Start of TEXT UNDER STUDY
Tramadol hydrochloride may only be used with particular caution in
• opioid-dependent patients,
• patients with head injury, shock, a reduced level of consciousness of uncertain origin,
• disorders of the respiratory centre or function,
• increased intracranial pressure,
• renal and hepatic impairment (see section 4.2).
In patients sensitive to opiates tramadol hydrochloride should only be used with caution.
• CYP2D6 metabolism
• Tramadol is metabolised by the liver enzyme CYP2D6. If a patient has a deficiency or is completely lacking this enzyme an adequate analgesic effect may not be obtained. Estimates indicate that up to 7% of the Caucasian population may have this deficiency. However, if the patient is an ultra-rapid metaboliser there is a risk of developing adverse reactions of opioid toxicity even at commonly prescribed doses. General symptoms of opioid toxicity include confusion, somnolence, shallow breathing, small pupils, nausea, vomiting, constipation and lack of appetite. In severe cases this may include symptoms of circulatory and respiratory depression, which may be life-threatening and very rarely fatal.
Estimates of prevalence of ultra-rapid metabolisers in different populations are summarised below:
• Prevalence %
• African American
• 3.4% to 6.5%
• 1.2% to 2%
• 3.6% to 6.5%
• Northern European
• 1% to 2%
Post-operative use in children
There have been reports in the published literature that tramadol given post-operatively in children after tonsillectomy and/or adenoidectomy for obstructive sleep apnoea, led to rare, but life-threatening adverse events. Extreme caution should be exercised when tramadol is administered to children for post-operative pain relief and should be accompanied by close monitoring for symptoms of opioid toxicity including respiratory depression.
End of TEXT UNDER STUDY
Start of LISTED RECORDS
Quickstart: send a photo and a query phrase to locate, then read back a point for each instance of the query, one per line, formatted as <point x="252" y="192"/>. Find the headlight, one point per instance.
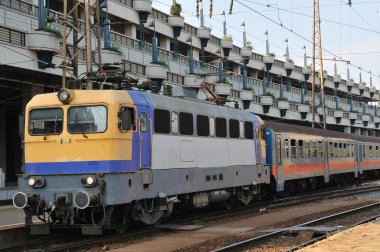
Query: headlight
<point x="90" y="180"/>
<point x="64" y="95"/>
<point x="31" y="181"/>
End of LISTED RECORDS
WHAT TO WORK ON: Reproduce the tramadol precautions text word for word, from its first line to its last.

SOLUTION TO THE EXERCISE:
Tramadol hydrochloride may only be used with particular caution in
• opioid-dependent patients,
• patients with head injury, shock, a reduced level of consciousness of uncertain origin,
• disorders of the respiratory centre or function,
• increased intracranial pressure,
• renal and hepatic impairment (see section 4.2).
In patients sensitive to opiates tramadol hydrochloride should only be used with caution.
• CYP2D6 metabolism
• Tramadol is metabolised by the liver enzyme CYP2D6. If a patient has a deficiency or is completely lacking this enzyme an adequate analgesic effect may not be obtained. Estimates indicate that up to 7% of the Caucasian population may have this deficiency. However, if the patient is an ultra-rapid metaboliser there is a risk of developing adverse reactions of opioid toxicity even at commonly prescribed doses. General symptoms of opioid toxicity include confusion, somnolence, shallow breathing, small pupils, nausea, vomiting, constipation and lack of appetite. In severe cases this may include symptoms of circulatory and respiratory depression, which may be life-threatening and very rarely fatal.
Estimates of prevalence of ultra-rapid metabolisers in different populations are summarised below:
• Prevalence %
• African American
• 3.4% to 6.5%
• 1.2% to 2%
• 3.6% to 6.5%
• Northern European
• 1% to 2%
Post-operative use in children
There have been reports in the published literature that tramadol given post-operatively in children after tonsillectomy and/or adenoidectomy for obstructive sleep apnoea, led to rare, but life-threatening adverse events. Extreme caution should be exercised when tramadol is administered to children for post-operative pain relief and should be accompanied by close monitoring for symptoms of opioid toxicity including respiratory depression.